**Source extract**:
Knocking down TPYM proteins attenuates oncogenic cellular phenotypes. The impact of knocking down TPYM on cell cycle (A), cell proliferation (B), colony formation (C), and cell migration (D). E, Impact of introducing mutant p53 (R231K) on cell cycle and impact of cotransfection of mutant p53 and siRNA against PYM. F, Impact of introducing mutant p53 (R231K) on cell proliferation and impact of cotransfection of mutant p53 and siRNA against PYM.

Figure 4.

Knocking down TPYM proteins attenuates oncogenic cellular phenotypes. The impact of knocking down TPYM on cell cycle (A), cell proliferation (B), colony formation (C), and cell migration (D). E, Impact of introducing mutant p53 (R231K) on cell cycle and impact of cotransfection of mutant p53 and siRNA against PYM. F, Impact of introducing mutant p53 (R231K) on cell proliferation and impact of cotransfection of mutant p53 and siRNA against PYM.

Close modal

To examine whether knocking down PTK2, YWHAZ, and MED1 specifically blocks the oncogenic signal originated by p53 mutations, we introduced a mutant p53 (R231K) cDNA into cell lines with WT TP53 (ZR75.1 and MCF-7) and a cell line with mutant TP53 (MDA-MB-231) to examine the impact of p53 mutation on oncogenic behavior. Our results (Fig. 4E and F) showed a significant increase in the proportion of cells in S- and G2/M phase and in cell proliferation induced by mutant p53. As expected, the introduction of mutant p53 into MDA-MB-231 did not change cellular phenotype. Importantly, our results (Fig. 4E and F) demonstrate that the impact of mutant p53 in ZR75.1 and MCF-7 was reversed by depletion of PTK2, YWHAZ, or MED1. Taken together, our results indicate that the oncogenic effect of mutant p53 requires the presence of the other members of TPYM and that the oncogenic effect of mutant p53 can be blocked by knocking down PTK2, YWHAZ, and MED1, presumably through disrupting the TPYM complex.

**Instructions for the task**:
Write out the TPYM knockdown passage in full, word for word. The data that follow come from a separate source unrelated to the TPYM knockdown passage.

**Source data**:
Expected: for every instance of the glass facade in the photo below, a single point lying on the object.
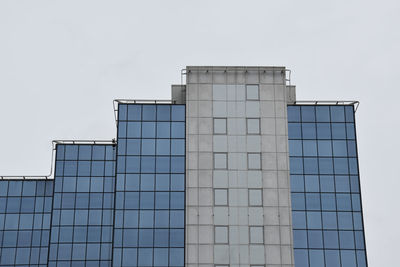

**Reply to the exercise**:
Knocking down TPYM proteins attenuates oncogenic cellular phenotypes. The impact of knocking down TPYM on cell cycle (A), cell proliferation (B), colony formation (C), and cell migration (D). E, Impact of introducing mutant p53 (R231K) on cell cycle and impact of cotransfection of mutant p53 and siRNA against PYM. F, Impact of introducing mutant p53 (R231K) on cell proliferation and impact of cotransfection of mutant p53 and siRNA against PYM.

Figure 4.

Knocking down TPYM proteins attenuates oncogenic cellular phenotypes. The impact of knocking down TPYM on cell cycle (A), cell proliferation (B), colony formation (C), and cell migration (D). E, Impact of introducing mutant p53 (R231K) on cell cycle and impact of cotransfection of mutant p53 and siRNA against PYM. F, Impact of introducing mutant p53 (R231K) on cell proliferation and impact of cotransfection of mutant p53 and siRNA against PYM.

Close modal

To examine whether knocking down PTK2, YWHAZ, and MED1 specifically blocks the oncogenic signal originated by p53 mutations, we introduced a mutant p53 (R231K) cDNA into cell lines with WT TP53 (ZR75.1 and MCF-7) and a cell line with mutant TP53 (MDA-MB-231) to examine the impact of p53 mutation on oncogenic behavior. Our results (Fig. 4E and F) showed a significant increase in the proportion of cells in S- and G2/M phase and in cell proliferation induced by mutant p53. As expected, the introduction of mutant p53 into MDA-MB-231 did not change cellular phenotype. Importantly, our results (Fig. 4E and F) demonstrate that the impact of mutant p53 in ZR75.1 and MCF-7 was reversed by depletion of PTK2, YWHAZ, or MED1. Taken together, our results indicate that the oncogenic effect of mutant p53 requires the presence of the other members of TPYM and that the oncogenic effect of mutant p53 can be blocked by knocking down PTK2, YWHAZ, and MED1, presumably through disrupting the TPYM complex.